(Beginning of TEXT SEGMENT)

While I appreciate the Times' long overdue recognition of the plight of pain sufferers, the headline of this article is only half correct - There *is* no good news on prescribing. There is an indisputable inverse relationship between the availability of prescription opioid analgesics and the number of overdose deaths, which is more than an association - it's cause and effect.
Anyone studying the trend will be aware that overdose deaths from heroin skyrocketed in 2010 - the time when abuse-resistant OxyContin replaced its older formulation. With the generation of an enormous heroin market came Chinese fentanyl - the real killer today. Both addicts and patients alike have been forced to turn to "street heroin" which is now primarily fentanyl and its far worse analogs. These are the most dangerous drugs ever created and much of the blame for their presence in the US lies with the CDC and those who advised it to stick its nose where it has no expertise and doesn't belong.
The existence of fentanyl test kits so people who were forced into buying heroin can ensure its "purity" is evidence that we have still not recognized the true availability. It's not Vicodin. It's illicit fentanyl. Yet it is the former that is being vilified and restricted.
The expression "I cut it twice and it's still too short" has never been more true.
Years from now we will look back and see the greatest violation of US citizen rights since slavery. By then the damage will have been incalculable.

(End of TEXT SEGMENT)

#### EXERCISE SET
1 > Repeat word for word everything in the comment on opioid prescribing from "The existence of" down to "have been incalculable.".
2 > Answer these questions from the comment on opioid prescribing:
(a) In what year did overdose deaths from heroin skyrocket?
(b) What does the comment call "the real killer today"?
(c) What expression does the comment say has never been more true?
The rows after this point are separate material, unrelated to the comment on opioid prescribing.

(Beginning of STORED DATA)

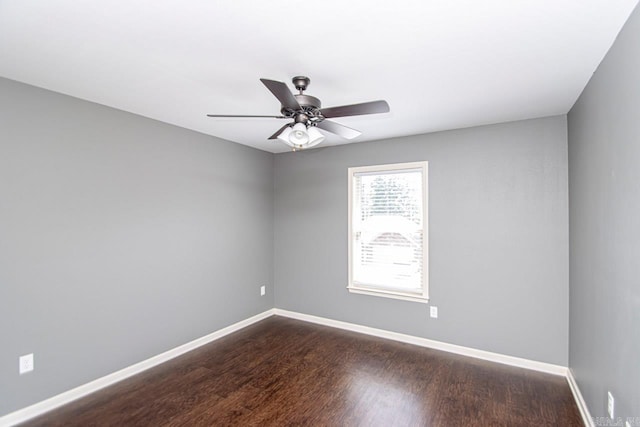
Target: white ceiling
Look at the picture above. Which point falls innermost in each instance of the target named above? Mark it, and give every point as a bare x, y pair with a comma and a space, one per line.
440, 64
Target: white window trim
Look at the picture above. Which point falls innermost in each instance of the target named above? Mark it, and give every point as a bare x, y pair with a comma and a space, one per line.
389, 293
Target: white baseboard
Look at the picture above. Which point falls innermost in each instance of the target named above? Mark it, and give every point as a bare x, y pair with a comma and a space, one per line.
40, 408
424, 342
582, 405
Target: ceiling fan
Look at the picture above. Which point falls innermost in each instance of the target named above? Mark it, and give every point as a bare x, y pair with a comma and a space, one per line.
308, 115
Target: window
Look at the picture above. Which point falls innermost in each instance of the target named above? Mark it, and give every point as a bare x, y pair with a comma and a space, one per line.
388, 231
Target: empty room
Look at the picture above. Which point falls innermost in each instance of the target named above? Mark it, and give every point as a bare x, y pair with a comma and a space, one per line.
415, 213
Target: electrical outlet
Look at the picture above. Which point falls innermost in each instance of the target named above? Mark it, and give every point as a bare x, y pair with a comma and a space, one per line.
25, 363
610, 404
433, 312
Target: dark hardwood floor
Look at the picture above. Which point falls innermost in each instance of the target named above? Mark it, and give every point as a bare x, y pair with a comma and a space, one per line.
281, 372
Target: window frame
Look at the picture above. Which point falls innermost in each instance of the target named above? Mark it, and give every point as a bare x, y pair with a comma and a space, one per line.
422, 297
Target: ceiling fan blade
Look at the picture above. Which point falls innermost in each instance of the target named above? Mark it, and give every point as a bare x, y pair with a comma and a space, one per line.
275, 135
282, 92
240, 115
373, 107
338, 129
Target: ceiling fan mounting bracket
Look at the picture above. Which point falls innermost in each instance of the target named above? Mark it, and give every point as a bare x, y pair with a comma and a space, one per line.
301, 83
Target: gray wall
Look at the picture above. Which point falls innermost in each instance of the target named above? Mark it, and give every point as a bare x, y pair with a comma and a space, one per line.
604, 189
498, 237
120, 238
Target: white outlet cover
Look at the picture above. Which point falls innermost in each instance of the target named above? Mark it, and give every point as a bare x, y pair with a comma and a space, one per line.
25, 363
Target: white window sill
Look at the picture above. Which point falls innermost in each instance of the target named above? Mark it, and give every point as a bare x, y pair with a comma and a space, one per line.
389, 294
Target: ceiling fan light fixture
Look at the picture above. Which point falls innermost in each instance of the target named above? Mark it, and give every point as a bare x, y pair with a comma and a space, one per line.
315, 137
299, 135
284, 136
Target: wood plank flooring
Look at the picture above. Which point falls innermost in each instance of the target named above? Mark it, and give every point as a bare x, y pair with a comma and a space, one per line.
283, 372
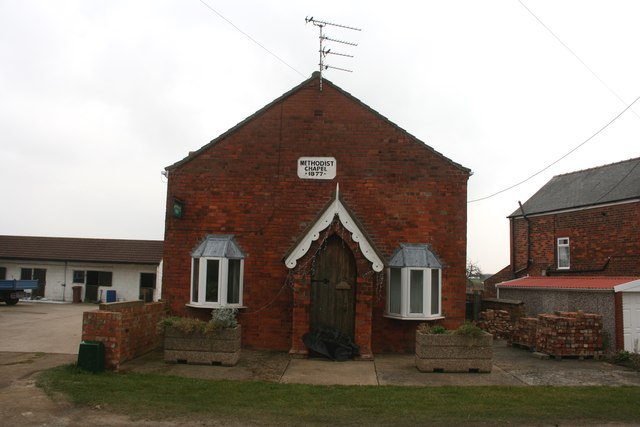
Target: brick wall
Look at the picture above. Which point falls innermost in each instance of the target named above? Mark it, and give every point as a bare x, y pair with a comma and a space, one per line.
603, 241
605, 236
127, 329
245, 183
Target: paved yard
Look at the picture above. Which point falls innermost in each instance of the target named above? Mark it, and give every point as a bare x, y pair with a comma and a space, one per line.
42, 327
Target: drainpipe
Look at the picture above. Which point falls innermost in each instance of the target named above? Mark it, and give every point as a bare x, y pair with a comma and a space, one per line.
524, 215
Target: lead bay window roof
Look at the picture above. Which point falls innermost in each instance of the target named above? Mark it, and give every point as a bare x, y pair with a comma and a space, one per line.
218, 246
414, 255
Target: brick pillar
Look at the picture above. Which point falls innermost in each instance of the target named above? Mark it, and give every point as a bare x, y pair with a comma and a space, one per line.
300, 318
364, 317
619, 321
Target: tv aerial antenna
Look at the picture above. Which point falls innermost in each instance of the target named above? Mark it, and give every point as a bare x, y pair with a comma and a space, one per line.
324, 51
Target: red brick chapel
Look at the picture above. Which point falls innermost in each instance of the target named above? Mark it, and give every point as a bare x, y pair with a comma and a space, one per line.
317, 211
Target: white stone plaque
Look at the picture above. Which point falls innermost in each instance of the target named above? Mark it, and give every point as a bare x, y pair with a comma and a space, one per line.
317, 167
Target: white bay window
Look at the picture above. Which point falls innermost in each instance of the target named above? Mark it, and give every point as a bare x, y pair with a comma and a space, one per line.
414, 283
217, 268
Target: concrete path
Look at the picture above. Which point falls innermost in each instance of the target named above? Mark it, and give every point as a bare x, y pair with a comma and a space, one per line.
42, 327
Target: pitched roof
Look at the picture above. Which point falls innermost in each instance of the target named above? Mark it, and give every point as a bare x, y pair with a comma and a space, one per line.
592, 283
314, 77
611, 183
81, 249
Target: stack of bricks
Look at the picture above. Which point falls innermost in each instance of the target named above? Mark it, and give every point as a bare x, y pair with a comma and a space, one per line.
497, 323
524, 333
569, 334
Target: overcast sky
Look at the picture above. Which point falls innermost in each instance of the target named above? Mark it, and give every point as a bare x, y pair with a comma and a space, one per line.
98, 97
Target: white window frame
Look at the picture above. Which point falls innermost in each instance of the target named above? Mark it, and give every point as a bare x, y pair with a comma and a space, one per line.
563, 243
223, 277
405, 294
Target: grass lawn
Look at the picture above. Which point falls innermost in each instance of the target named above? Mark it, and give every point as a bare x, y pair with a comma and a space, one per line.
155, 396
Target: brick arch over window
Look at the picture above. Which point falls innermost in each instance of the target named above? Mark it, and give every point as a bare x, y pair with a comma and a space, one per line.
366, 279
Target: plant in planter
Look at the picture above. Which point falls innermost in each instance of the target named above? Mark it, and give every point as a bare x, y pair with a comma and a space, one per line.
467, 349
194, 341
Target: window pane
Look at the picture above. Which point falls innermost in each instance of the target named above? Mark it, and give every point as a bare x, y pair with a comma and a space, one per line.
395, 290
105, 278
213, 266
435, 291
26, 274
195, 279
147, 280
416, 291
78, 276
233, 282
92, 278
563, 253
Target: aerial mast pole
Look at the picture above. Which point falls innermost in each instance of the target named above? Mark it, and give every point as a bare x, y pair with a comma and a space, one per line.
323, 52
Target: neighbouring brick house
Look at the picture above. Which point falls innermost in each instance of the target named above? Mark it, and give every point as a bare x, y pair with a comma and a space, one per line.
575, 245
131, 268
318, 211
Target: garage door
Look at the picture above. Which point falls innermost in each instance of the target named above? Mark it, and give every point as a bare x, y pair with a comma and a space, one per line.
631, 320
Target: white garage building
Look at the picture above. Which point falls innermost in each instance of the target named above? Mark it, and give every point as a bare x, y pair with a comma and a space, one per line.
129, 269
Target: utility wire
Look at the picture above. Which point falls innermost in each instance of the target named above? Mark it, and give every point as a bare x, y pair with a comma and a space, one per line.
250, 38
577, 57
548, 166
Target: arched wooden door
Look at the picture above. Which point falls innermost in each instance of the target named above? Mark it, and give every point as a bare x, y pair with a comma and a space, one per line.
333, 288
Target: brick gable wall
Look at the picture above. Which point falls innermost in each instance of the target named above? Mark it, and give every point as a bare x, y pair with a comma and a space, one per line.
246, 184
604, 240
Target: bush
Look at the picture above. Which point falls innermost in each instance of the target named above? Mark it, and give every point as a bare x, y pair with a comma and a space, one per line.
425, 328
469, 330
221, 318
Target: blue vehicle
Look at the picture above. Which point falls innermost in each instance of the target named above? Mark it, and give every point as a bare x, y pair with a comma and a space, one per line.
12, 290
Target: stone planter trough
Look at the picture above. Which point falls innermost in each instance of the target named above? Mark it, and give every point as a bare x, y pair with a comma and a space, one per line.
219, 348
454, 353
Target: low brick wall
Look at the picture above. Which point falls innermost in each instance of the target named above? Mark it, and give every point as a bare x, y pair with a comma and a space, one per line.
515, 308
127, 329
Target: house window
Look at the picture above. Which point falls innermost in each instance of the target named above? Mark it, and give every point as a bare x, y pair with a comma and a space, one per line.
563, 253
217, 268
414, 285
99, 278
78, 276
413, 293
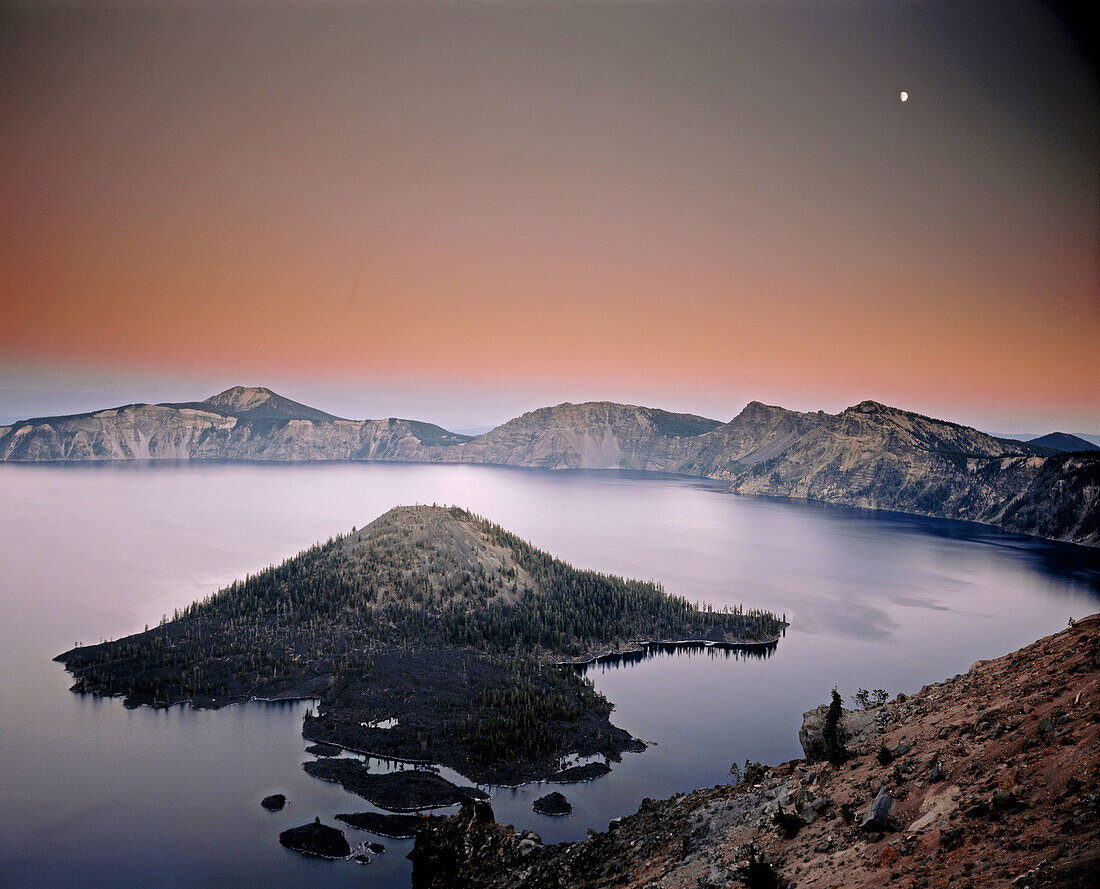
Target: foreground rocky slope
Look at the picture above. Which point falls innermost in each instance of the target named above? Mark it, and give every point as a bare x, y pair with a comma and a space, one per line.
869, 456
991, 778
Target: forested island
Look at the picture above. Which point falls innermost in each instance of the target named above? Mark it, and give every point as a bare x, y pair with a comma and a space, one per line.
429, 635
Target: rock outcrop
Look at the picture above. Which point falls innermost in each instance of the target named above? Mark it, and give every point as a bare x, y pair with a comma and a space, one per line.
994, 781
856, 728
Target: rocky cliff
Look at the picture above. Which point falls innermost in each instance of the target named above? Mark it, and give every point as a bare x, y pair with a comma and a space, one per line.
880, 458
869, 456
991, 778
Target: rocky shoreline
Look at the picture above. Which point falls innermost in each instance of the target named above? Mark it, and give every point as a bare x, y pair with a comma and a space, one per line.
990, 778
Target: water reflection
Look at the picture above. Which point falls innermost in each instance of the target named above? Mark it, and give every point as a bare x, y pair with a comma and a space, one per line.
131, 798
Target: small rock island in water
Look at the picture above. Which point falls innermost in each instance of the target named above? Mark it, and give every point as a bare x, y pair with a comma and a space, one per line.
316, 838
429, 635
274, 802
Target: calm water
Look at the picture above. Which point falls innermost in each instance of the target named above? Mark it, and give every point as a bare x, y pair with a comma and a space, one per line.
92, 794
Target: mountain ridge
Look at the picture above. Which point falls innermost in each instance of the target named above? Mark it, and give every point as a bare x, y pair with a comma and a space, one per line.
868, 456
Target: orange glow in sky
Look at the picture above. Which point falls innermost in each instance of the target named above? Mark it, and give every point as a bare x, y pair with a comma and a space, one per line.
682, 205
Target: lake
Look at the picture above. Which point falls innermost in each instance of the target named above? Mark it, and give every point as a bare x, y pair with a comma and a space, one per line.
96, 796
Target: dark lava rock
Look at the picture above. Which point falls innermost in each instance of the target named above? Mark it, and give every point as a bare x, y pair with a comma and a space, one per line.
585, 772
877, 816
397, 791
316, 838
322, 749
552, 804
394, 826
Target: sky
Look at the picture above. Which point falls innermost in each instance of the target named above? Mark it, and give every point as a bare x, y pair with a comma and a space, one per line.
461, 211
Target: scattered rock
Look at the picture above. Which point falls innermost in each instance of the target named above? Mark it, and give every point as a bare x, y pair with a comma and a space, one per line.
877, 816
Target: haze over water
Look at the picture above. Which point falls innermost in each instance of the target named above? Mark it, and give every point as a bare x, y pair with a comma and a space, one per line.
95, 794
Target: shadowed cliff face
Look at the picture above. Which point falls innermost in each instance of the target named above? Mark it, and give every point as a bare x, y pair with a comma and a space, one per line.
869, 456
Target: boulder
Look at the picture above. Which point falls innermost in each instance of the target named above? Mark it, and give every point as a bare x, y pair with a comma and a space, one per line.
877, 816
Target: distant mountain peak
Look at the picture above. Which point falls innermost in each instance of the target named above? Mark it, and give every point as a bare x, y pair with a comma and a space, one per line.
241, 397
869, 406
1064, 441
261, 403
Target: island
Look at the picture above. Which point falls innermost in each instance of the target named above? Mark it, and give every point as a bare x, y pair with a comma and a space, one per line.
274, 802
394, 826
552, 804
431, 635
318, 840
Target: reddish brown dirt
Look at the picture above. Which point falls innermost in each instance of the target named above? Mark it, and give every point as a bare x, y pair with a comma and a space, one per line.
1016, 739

(End of STORED DATA)

#### YOUR WRITTEN ANSWERS
1 >
The existence of fentanyl test kits so people who were forced into buying heroin can ensure its "purity" is evidence that we have still not recognized the true availability. It's not Vicodin. It's illicit fentanyl. Yet it is the former that is being vilified and restricted.
The expression "I cut it twice and it's still too short" has never been more true.
Years from now we will look back and see the greatest violation of US citizen rights since slavery. By then the damage will have been incalculable.

2 >
(a) 2010
(b) Chinese fentanyl
(c) "I cut it twice and it's still too short"